WHAT YOU SHOULD DO »
Reproduce the entries below exactly, but only from the line containing "Target: pink tweed jacket" to the line containing "Indicate the white dress", inclusive.

SOURCE RECORDS »
════

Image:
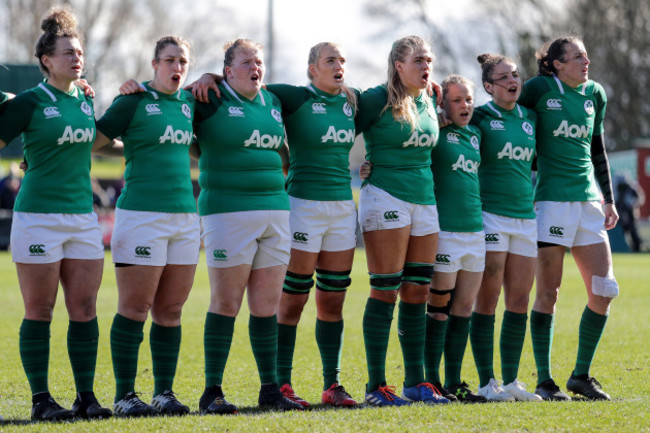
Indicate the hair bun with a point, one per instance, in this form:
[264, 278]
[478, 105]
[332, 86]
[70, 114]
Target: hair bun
[59, 21]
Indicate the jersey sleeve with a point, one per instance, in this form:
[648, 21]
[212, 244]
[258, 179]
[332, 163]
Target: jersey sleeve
[118, 116]
[371, 104]
[204, 111]
[601, 105]
[291, 97]
[16, 115]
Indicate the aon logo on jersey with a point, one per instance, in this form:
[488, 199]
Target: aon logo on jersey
[420, 140]
[467, 165]
[176, 136]
[86, 135]
[517, 153]
[573, 131]
[340, 136]
[265, 141]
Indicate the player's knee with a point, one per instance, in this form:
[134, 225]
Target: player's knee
[297, 284]
[333, 281]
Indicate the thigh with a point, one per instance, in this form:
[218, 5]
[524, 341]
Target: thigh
[265, 289]
[518, 282]
[173, 290]
[80, 280]
[136, 286]
[39, 284]
[227, 287]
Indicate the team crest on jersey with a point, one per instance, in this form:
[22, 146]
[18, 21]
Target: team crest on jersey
[554, 104]
[318, 108]
[51, 112]
[497, 125]
[528, 128]
[347, 109]
[86, 109]
[276, 115]
[186, 111]
[452, 137]
[152, 109]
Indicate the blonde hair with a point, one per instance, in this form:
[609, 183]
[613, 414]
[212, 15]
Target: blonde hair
[231, 46]
[399, 100]
[314, 56]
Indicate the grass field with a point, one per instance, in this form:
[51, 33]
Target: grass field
[622, 365]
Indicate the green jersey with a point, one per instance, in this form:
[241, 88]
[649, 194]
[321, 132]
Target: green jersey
[507, 151]
[455, 163]
[320, 132]
[58, 131]
[567, 120]
[156, 129]
[400, 155]
[240, 166]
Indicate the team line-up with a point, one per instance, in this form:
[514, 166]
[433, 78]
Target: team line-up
[449, 215]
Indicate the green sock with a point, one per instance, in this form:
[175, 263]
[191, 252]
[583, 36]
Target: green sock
[412, 331]
[83, 338]
[481, 336]
[126, 336]
[377, 319]
[263, 332]
[165, 342]
[329, 337]
[591, 329]
[541, 332]
[34, 343]
[455, 343]
[217, 338]
[286, 346]
[433, 348]
[513, 333]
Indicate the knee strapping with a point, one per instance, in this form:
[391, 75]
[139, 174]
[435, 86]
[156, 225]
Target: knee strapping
[445, 297]
[297, 284]
[385, 281]
[417, 273]
[333, 281]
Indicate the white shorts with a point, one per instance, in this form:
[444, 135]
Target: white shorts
[50, 237]
[156, 238]
[570, 223]
[510, 235]
[322, 225]
[378, 210]
[259, 238]
[460, 251]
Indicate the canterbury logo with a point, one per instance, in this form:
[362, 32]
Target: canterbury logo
[152, 108]
[554, 104]
[37, 250]
[236, 111]
[300, 237]
[442, 258]
[219, 255]
[143, 251]
[497, 125]
[50, 112]
[391, 215]
[319, 107]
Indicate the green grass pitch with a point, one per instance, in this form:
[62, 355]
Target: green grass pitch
[622, 365]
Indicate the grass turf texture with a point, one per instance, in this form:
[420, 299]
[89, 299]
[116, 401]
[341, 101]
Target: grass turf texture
[621, 365]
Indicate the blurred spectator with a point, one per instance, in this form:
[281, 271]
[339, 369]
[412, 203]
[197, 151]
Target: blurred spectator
[629, 197]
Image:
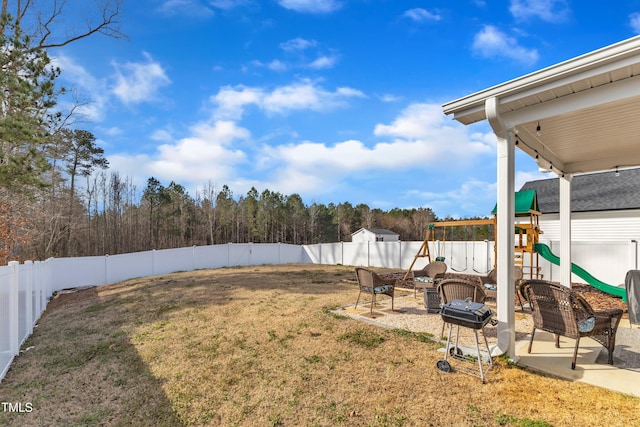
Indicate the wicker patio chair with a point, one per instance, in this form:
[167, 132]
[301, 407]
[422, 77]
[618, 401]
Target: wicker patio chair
[372, 284]
[456, 288]
[491, 280]
[562, 311]
[428, 275]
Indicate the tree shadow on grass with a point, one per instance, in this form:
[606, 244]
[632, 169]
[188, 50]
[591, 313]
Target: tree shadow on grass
[84, 372]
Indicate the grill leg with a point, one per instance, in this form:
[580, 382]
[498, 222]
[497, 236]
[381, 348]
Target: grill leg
[475, 336]
[446, 353]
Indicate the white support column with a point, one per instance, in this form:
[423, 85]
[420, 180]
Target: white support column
[565, 229]
[505, 223]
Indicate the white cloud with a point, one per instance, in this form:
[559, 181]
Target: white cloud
[491, 42]
[421, 15]
[304, 95]
[421, 138]
[227, 4]
[138, 82]
[277, 65]
[185, 7]
[311, 6]
[546, 10]
[206, 154]
[388, 97]
[468, 196]
[297, 44]
[323, 62]
[634, 21]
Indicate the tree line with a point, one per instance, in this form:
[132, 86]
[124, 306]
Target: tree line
[58, 197]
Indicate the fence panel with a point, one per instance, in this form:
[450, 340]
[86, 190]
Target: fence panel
[214, 256]
[8, 316]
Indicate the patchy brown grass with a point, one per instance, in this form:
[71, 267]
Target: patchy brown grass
[259, 346]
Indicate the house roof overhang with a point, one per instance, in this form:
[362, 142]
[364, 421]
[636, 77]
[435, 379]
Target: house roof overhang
[578, 116]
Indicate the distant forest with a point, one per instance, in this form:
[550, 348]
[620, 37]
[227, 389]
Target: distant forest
[110, 215]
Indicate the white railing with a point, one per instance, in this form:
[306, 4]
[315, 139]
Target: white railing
[26, 288]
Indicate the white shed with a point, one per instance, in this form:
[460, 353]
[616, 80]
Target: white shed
[374, 235]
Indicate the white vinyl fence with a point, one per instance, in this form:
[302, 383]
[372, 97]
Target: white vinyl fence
[26, 288]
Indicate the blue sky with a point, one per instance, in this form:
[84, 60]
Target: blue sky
[336, 100]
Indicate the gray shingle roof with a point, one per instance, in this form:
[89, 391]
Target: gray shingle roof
[593, 192]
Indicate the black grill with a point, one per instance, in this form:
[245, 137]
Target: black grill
[466, 313]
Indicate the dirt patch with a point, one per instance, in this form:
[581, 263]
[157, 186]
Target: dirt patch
[261, 346]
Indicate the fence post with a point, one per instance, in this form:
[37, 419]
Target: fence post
[14, 303]
[28, 297]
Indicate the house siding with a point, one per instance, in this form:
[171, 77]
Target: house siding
[603, 226]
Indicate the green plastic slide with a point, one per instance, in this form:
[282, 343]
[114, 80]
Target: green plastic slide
[546, 253]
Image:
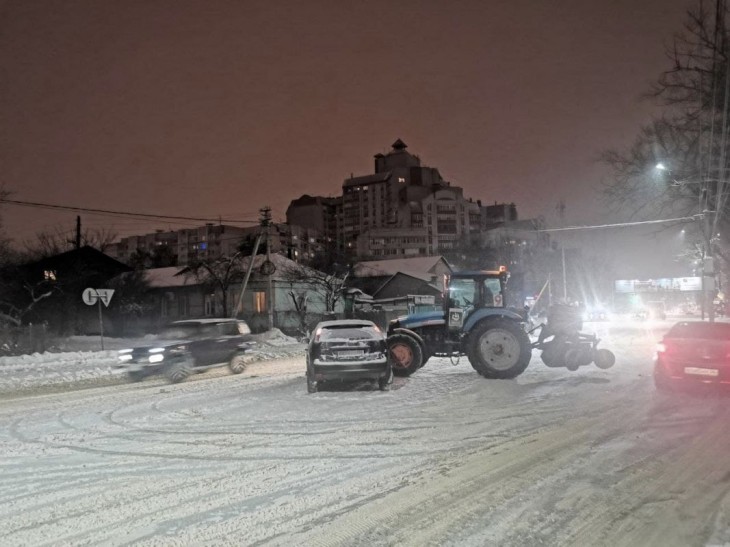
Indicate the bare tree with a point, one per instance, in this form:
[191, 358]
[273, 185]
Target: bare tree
[305, 281]
[690, 137]
[218, 274]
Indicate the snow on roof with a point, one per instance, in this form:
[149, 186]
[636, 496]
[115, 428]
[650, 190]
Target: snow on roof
[416, 266]
[167, 277]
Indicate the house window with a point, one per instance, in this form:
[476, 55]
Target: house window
[182, 306]
[259, 302]
[210, 305]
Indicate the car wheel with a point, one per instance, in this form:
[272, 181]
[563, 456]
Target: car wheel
[662, 384]
[178, 372]
[311, 385]
[405, 353]
[237, 364]
[386, 381]
[136, 375]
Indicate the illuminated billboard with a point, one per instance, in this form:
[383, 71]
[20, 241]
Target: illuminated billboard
[658, 285]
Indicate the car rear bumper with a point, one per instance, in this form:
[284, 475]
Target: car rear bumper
[691, 373]
[351, 370]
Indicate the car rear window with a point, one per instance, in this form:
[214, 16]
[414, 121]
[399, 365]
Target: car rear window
[350, 333]
[707, 331]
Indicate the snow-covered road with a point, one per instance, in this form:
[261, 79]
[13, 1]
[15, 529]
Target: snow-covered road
[591, 457]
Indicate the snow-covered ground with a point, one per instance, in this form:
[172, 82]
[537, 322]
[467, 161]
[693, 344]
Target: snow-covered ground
[592, 457]
[81, 363]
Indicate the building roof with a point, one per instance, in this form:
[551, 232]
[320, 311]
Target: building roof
[159, 278]
[416, 266]
[367, 179]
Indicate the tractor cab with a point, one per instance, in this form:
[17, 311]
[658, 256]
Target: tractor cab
[468, 291]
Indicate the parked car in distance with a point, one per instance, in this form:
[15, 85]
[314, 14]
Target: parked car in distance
[693, 352]
[188, 346]
[348, 349]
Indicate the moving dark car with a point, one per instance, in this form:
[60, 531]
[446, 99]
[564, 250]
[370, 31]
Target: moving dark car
[189, 346]
[693, 352]
[348, 349]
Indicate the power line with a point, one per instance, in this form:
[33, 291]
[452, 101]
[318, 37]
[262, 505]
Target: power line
[619, 225]
[147, 216]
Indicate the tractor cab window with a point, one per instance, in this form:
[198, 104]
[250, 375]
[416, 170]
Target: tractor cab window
[462, 293]
[493, 293]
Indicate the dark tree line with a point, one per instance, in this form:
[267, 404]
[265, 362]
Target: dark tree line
[688, 139]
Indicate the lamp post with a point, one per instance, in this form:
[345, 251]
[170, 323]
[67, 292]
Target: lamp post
[706, 230]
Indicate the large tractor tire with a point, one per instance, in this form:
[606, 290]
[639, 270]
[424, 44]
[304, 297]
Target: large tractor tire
[405, 354]
[499, 348]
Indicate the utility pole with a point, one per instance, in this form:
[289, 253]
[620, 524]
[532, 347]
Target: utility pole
[269, 269]
[561, 212]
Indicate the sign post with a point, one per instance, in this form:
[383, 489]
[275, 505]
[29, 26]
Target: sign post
[97, 296]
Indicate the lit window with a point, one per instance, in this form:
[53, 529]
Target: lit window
[259, 302]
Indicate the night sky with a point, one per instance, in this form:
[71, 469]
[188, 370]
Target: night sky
[216, 108]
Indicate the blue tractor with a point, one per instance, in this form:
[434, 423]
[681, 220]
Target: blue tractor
[475, 321]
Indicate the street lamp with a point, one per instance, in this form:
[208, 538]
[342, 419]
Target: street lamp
[708, 269]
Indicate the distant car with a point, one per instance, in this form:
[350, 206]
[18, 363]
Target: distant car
[348, 349]
[596, 314]
[693, 352]
[189, 346]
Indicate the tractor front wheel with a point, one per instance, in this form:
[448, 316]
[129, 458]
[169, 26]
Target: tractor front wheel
[405, 354]
[499, 348]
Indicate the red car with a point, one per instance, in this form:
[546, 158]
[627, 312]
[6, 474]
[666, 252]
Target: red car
[693, 352]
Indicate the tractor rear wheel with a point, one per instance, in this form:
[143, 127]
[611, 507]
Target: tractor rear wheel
[405, 354]
[499, 348]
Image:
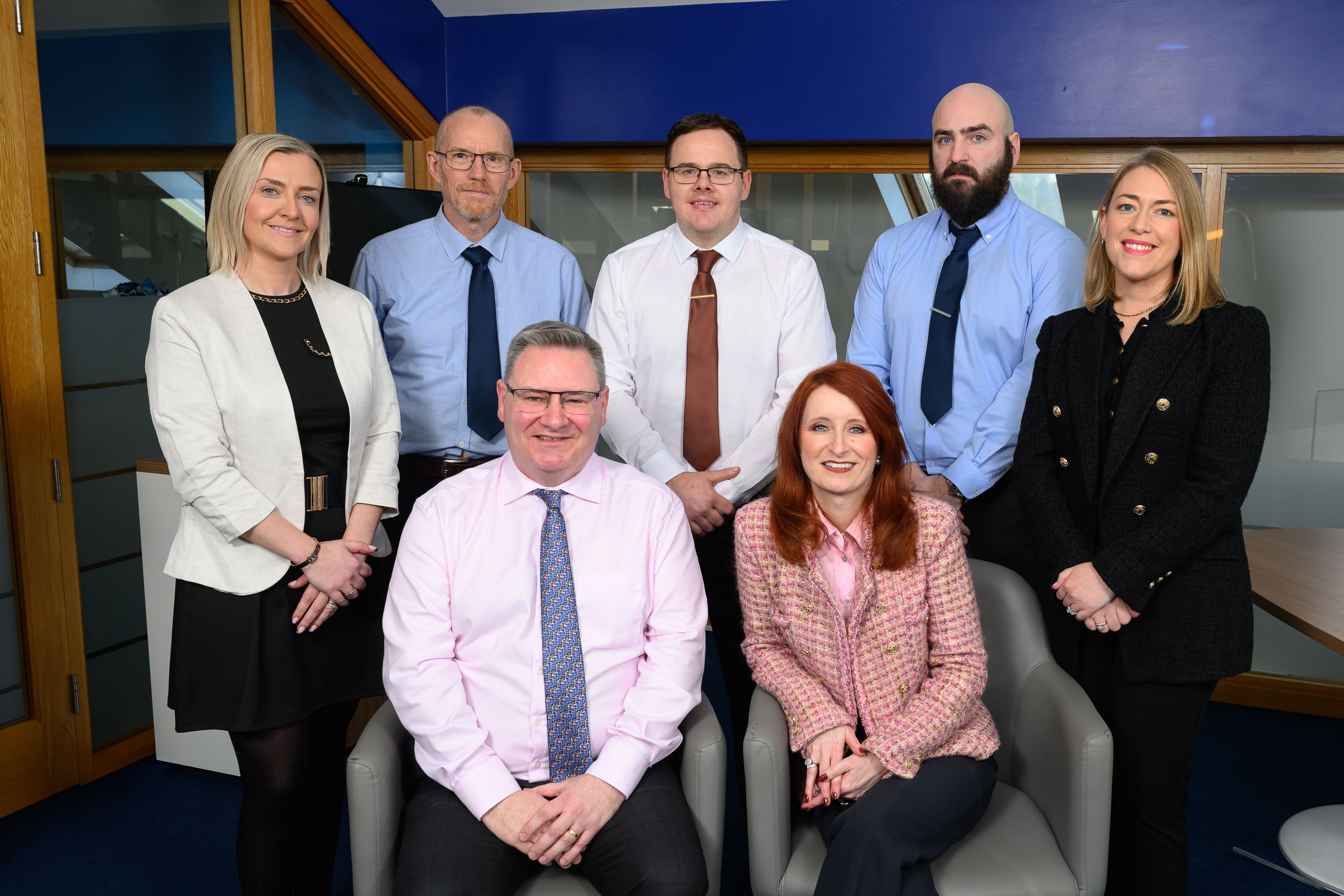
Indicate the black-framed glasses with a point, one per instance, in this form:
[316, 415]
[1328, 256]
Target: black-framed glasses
[572, 402]
[690, 174]
[495, 162]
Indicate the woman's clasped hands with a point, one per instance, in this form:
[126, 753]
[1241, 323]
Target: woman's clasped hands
[1085, 594]
[332, 581]
[836, 775]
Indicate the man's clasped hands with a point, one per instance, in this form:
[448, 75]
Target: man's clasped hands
[556, 821]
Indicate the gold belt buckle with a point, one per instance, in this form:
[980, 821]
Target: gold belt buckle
[316, 493]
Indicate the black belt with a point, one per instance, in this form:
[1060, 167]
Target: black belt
[439, 466]
[324, 492]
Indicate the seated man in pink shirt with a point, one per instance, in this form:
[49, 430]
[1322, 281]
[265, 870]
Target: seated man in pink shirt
[545, 633]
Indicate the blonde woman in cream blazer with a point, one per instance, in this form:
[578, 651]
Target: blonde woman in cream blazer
[277, 414]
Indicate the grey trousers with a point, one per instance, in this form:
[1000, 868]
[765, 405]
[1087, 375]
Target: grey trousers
[650, 848]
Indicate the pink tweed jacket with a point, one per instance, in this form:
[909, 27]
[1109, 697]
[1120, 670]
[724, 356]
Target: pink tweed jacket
[910, 661]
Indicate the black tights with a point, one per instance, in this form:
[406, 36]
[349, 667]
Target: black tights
[293, 789]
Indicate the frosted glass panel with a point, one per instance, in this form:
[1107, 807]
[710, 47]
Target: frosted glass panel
[127, 238]
[1281, 253]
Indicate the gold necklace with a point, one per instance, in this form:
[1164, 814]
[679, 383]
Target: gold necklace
[1143, 312]
[272, 300]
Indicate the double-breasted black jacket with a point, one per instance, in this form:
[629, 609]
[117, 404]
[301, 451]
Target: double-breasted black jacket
[1159, 515]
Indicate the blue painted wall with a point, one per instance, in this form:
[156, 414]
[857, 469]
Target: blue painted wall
[874, 69]
[409, 38]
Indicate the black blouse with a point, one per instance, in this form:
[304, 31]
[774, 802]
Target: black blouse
[1119, 357]
[320, 408]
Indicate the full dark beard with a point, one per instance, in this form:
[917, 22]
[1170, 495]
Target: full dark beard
[969, 203]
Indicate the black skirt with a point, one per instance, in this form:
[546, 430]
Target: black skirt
[237, 663]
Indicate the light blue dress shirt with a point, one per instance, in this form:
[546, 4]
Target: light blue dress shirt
[417, 280]
[1025, 269]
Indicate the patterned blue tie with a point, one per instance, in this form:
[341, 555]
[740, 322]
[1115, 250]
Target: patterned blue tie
[562, 650]
[936, 388]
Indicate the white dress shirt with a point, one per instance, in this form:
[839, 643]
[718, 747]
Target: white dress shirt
[773, 331]
[463, 626]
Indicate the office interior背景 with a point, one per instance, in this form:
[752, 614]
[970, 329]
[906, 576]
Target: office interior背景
[117, 119]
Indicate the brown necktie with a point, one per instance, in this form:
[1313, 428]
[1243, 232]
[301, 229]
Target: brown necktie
[701, 426]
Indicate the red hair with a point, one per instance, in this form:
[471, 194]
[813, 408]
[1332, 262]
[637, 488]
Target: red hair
[793, 519]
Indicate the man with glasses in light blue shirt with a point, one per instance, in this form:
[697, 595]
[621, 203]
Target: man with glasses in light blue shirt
[451, 293]
[948, 314]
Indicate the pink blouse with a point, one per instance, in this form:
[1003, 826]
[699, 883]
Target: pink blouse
[838, 556]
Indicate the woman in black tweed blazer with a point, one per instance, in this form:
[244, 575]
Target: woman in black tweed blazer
[1142, 433]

════

TASK RESULT »
Target: pink tweed jacket
[910, 661]
Indicate the black tights with a point, one per instance, in this form:
[406, 36]
[349, 667]
Target: black tights
[293, 789]
Indicate the frosted glass panel with a point, one per instance, in this form:
[1107, 807]
[710, 47]
Target: frosted glass panel
[127, 238]
[1281, 253]
Indicate the gold necklace with a point, one per instance, in this form:
[1164, 814]
[679, 383]
Target: gold necklace
[1143, 312]
[272, 300]
Indicate the double-breasted black jacket with a point, one per instance, in this form:
[629, 609]
[117, 404]
[301, 451]
Target: double-breasted black jacket
[1159, 515]
Indicate the blue painted wall with a point, one per instance, in this form:
[156, 414]
[857, 469]
Target: blue painted wall
[874, 69]
[409, 38]
Indicate the black blouse with a point, one per instance, in this form:
[304, 31]
[774, 802]
Target: black blouse
[1119, 357]
[320, 408]
Indicate the full dark beard with a point, one per instance, in this form:
[917, 22]
[1170, 495]
Target: full dark beard
[969, 203]
Indicate the black skirt with a point, one per instance, in this form:
[546, 430]
Target: black skirt
[237, 663]
Indicate the light blue dress shirt with a point, one per instance, in this form:
[546, 4]
Target: light blue dress shirt
[417, 280]
[1025, 269]
Indicate the patterned blue tie with a point, one per instance, in this form:
[341, 555]
[740, 322]
[1115, 250]
Target: patterned blue tie
[562, 650]
[936, 388]
Indicate the white dress shirt with a point, one per instance, in this form:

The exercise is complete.